TEXT SEGMENT —
April 29th, 2009 at 10:44 am
So in a cash-out refi, you aren’t forced to have the place appraised and your property taxes reset? Only in a transfer of ownership?
Estate planning seminar question – all answers welcome: Let’s say my elderly parent wants to think about transferring her paid-off house to me before she dies 10+ years in the future. She wants to avoid ending with a large estate.
How can she legally transfer the house to me with minimal tax consequence? Can she ‘gift’ me percentages of ownership each year or something? Do we have to get a trust involved?
April 29th, 2009 at 11:16 am
Yes, you need an appraisal to refi as noted in #5. Hence the issue underwater owners have in getting a more affordable loan. An appraisal or refi does not trigger a change in property tax. If you do a major remodel, however, they will re-assess.

SUPPLIED DATA —
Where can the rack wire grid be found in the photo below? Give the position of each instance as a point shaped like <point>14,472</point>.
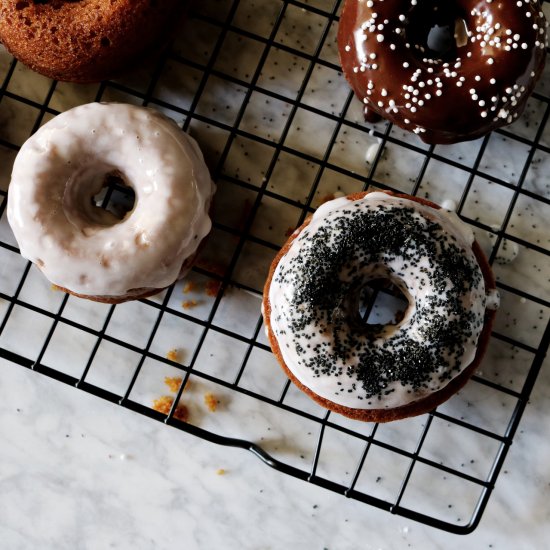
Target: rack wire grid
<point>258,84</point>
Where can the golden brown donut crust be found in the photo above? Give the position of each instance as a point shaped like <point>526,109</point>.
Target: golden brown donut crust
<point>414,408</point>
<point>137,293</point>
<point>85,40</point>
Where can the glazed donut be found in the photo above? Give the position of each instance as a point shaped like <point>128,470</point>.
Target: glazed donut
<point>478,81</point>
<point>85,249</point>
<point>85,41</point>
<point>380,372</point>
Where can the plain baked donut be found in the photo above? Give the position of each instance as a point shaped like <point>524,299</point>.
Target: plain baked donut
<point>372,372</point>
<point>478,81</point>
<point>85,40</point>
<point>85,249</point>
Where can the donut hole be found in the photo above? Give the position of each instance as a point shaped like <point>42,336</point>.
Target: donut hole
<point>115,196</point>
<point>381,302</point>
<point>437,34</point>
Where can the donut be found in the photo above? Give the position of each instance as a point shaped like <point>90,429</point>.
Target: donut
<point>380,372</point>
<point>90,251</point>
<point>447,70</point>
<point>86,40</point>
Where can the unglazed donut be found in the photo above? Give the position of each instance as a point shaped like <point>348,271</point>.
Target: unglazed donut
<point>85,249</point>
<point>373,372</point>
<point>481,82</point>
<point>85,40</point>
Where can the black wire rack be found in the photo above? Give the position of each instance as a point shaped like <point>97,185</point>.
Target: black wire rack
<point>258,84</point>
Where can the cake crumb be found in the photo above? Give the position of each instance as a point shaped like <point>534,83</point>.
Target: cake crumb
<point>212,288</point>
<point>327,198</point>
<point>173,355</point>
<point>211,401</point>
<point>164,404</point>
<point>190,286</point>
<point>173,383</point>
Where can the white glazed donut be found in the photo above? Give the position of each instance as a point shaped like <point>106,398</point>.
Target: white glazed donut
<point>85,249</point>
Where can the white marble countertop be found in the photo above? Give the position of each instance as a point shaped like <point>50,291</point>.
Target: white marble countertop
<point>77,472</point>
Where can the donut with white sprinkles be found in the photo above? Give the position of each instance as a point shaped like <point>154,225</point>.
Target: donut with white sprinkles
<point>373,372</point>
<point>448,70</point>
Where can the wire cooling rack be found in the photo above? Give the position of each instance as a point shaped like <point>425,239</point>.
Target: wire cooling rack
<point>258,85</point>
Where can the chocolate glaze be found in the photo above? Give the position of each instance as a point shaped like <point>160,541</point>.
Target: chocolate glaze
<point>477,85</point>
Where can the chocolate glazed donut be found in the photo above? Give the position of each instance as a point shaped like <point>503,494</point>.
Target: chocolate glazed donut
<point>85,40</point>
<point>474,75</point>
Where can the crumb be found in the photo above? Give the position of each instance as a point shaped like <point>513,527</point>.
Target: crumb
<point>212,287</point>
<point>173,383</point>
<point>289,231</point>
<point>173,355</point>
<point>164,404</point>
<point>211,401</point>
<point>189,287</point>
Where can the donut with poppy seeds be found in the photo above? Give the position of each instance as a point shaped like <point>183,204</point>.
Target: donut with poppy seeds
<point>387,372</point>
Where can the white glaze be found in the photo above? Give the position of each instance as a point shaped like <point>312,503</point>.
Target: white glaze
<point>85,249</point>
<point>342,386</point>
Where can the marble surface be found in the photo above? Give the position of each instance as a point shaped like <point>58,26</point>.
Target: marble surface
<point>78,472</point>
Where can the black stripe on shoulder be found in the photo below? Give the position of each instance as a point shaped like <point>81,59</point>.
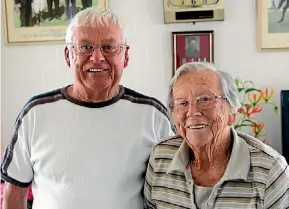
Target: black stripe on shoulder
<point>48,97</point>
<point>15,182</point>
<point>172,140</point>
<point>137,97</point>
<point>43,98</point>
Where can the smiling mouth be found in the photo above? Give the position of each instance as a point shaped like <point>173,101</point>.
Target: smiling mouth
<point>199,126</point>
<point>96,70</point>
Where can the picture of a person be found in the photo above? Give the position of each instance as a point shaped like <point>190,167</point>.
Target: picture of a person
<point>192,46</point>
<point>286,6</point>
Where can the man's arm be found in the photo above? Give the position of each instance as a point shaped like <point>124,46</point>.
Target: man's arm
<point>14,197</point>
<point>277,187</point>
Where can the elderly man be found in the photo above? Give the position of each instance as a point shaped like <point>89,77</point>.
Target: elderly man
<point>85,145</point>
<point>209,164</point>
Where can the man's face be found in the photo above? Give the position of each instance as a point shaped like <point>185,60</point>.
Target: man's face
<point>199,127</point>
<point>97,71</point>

REQUIREMENT 1 —
In the comment thread on refinancing and property taxes, why does the reply at 11:16 am say underwater owners have trouble getting a more affordable loan? Answer in one to three sentences.
REQUIREMENT 2 —
Continue the comment thread on refinancing and property taxes from its last sentence.

TASK RESULT 1 —
The reply says an appraisal is required to refinance. That requirement is why it says underwater owners struggle to get a more affordable loan.

TASK RESULT 2 —
I’d consult with an estate expert on your other questions. I think if you’re under the government limit on $$$ value of the total estate, you can will assets without a big tax penalty. Over that value requires a trust, as far as I know. We already know from this site that you can keep the Prop 13 tax basis.
April 29th, 2009 at 11:18 am
Tax re-assessment only occurs after a remodel involving additional square footage or in transfer of ownership to another party. Re-assessment does not occur when transfer of ownership is to an heir of the current owner.
April 29th, 2009 at 12:36 pm
Bernal Heights is a sought-after SF family neighborhood.
More like a ghetto with unfavorable geography which got gentrified over the course of about 10 years.
April 29th, 2009 at 12:41 pm
When someone wills you a property, does that count as some kind of taxable income for that year? Even if you don’t sell it?
April 29th, 2009 at 1:05 pm
Just what are you planning, A? Should we alert your parents?
April 29th, 2009 at 1:06 pm
Oh, look up inheritance tax.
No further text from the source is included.